# 本文
―雑貨業界で初のSTAFF START導入、ありがとうございます!導入に至った経緯を教えてください。
2020年1月に開催された東京ビックサイトの展示会で、小野里さんとストライプインターナショナルさんの対談セミナーを聞いたことがきっかけです。セミナーではアパレルの事例が紹介されていく中で、コーディネートという考え方がすごく魅力的に感じたのを覚えていますね。その後、すぐに小野里さんと会う機会を持ちました。この「コーディネート」はアパレルだけでなく、どの業種にも存在しているんです。小野里さんも「STAFF STARTが雑貨やインテリアでも使えたら面白いよね」とおっしゃっていましたが、これからコーディネートの概念はどの業種でも作られていくことでしょう。僕らはその雑貨業界代表になりたかったんです。
そして1年2ヶ月後にECサイトをリニューアルするタイミングで、待望のSTAFF STARTを入れることになりました。自社ECサイトは2018年からスタートしていたんですが、2年ぐらいは全然売れなくて。ECサイトに対しての評価でとくに気になったのが「店舗ってあんなに楽しい場所なのに、ECサイトは質素というかつまらない」という声だったんですね。それも大きな課題に感じていました。
―STAFF START導入後、売上やCVRの状況はいかがでしょうか。コロナ禍の運営で店頭はどのような状況でしょうか。
現在は、ECサイト内の「AWESOME STYLING」に、スタッフが雑貨のコーディネート写真を投稿しています。導入後は売上が前年の3倍アップ、CV率も常に1.0%を超えている状況です。STAFF STARTの効果はすごく実感していますね。念願叶って入れられたシステムではありますが、我々の期待を超えるぐらいスタッフの反応を得られています。そして、社内で一番売れていない店だったのが、一番売れている店に成長しました。
ECサイトには「visumo(ビジュモ)」で、お客様のInstagram投稿をピックアップするUGC収集的なコンテンツや、STAFF STARTのスタッフから情報を発信するB2Cコンテンツを置いており、一つの商品ページでかなりの情報量を実現できています。これは「オウンドメディアの確立」をテーマにしてECサイトを作ってきた成果ですね。店頭でもオンライン上でも、お客様が商品一つひとつをとにかく理解しやすいという状態が生まれています。その結果、おのずと売上にもつながっている。そのあたりがとくに大きな変化ですね。
そして今、東京・渋谷の「AWESOME STORE TOKYO」の出店をきっかけに露出度が高まっているので、AWESOME STOREを知ってもらえる機会も増えているんです。そこから入ってきてくれたお客様が、今のECサイトを見て「AWESOME STOREって使いやすいところだな」「コンテンツが豊富で楽しいところだな」と言ってくださる。STAFF STARTを導入したことで、色々な店舗のスタッフがECサイトという“第2の店舗”にヘルプに来て、サイトを盛り上げてくれている感覚なんです。スタッフがオンライン接客を行うことで、お客様で賑わっているサイトに育っていますし、今では自信を持ってECサイトも店舗と同じくらい楽しい場所だといえます。

# 演習 a
下のエントリのうち、「Could you please identify the short」を含む行からエントリの末尾までの範囲を、全行そのまま再掲してください。その際、解答部分の座標値（x と y）をすべて136ずつずらしてください。

# データエントリ
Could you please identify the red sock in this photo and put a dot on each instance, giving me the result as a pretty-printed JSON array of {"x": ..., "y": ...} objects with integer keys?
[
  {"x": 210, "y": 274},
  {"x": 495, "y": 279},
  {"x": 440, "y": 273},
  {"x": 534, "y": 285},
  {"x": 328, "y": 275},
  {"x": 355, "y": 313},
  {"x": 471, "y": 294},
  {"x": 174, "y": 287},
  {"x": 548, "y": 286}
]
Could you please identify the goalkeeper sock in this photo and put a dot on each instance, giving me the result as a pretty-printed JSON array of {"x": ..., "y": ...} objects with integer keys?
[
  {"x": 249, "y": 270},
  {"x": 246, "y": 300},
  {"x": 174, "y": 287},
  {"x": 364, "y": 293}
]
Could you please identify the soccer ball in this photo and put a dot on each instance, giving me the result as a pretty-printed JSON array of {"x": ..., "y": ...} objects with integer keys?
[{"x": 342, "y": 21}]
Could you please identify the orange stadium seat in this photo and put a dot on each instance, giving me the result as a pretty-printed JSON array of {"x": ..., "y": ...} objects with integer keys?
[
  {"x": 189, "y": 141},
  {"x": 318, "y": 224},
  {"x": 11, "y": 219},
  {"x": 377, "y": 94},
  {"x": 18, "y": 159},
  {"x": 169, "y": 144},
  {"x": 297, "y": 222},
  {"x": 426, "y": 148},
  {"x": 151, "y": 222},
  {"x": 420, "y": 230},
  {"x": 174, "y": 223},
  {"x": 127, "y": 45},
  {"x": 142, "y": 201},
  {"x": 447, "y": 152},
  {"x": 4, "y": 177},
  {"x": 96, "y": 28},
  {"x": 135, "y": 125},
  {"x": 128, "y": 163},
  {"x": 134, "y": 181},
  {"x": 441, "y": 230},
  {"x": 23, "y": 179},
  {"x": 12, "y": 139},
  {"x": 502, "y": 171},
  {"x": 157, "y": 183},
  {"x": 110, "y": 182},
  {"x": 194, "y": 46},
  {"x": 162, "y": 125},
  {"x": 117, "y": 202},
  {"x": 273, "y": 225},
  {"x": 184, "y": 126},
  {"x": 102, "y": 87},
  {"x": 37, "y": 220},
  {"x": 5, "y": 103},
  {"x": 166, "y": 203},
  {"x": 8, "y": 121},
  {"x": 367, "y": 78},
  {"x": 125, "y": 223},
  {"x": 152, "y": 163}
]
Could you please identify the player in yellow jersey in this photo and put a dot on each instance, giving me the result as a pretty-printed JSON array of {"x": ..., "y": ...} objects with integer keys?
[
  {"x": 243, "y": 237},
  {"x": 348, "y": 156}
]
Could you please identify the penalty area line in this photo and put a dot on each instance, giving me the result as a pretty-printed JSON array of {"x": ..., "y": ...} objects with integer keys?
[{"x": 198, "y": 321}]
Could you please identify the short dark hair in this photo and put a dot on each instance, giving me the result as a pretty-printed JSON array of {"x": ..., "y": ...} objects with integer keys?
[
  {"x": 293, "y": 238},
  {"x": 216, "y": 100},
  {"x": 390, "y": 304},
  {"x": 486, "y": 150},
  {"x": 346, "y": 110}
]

# 演習 b
STAFF START導入に関するインタビュー本文から、「2020年1月に開催された東」から「大きな課題に感じていました。」までの範囲を一字一句たがえずに書き写してください。

# 解答全文 a
Could you please identify the short dark hair in this photo and put a dot on each instance, giving me the result as a pretty-printed JSON array of {"x": ..., "y": ...} objects with integer keys?
[
  {"x": 429, "y": 374},
  {"x": 352, "y": 236},
  {"x": 526, "y": 440},
  {"x": 622, "y": 286},
  {"x": 482, "y": 246}
]

# 解答全文 b
2020年1月に開催された東京ビックサイトの展示会で、小野里さんとストライプインターナショナルさんの対談セミナーを聞いたことがきっかけです。セミナーではアパレルの事例が紹介されていく中で、コーディネートという考え方がすごく魅力的に感じたのを覚えていますね。その後、すぐに小野里さんと会う機会を持ちました。この「コーディネート」はアパレルだけでなく、どの業種にも存在しているんです。小野里さんも「STAFF STARTが雑貨やインテリアでも使えたら面白いよね」とおっしゃっていましたが、これからコーディネートの概念はどの業種でも作られていくことでしょう。僕らはその雑貨業界代表になりたかったんです。
そして1年2ヶ月後にECサイトをリニューアルするタイミングで、待望のSTAFF STARTを入れることになりました。自社ECサイトは2018年からスタートしていたんですが、2年ぐらいは全然売れなくて。ECサイトに対しての評価でとくに気になったのが「店舗ってあんなに楽しい場所なのに、ECサイトは質素というかつまらない」という声だったんですね。それも大きな課題に感じていました。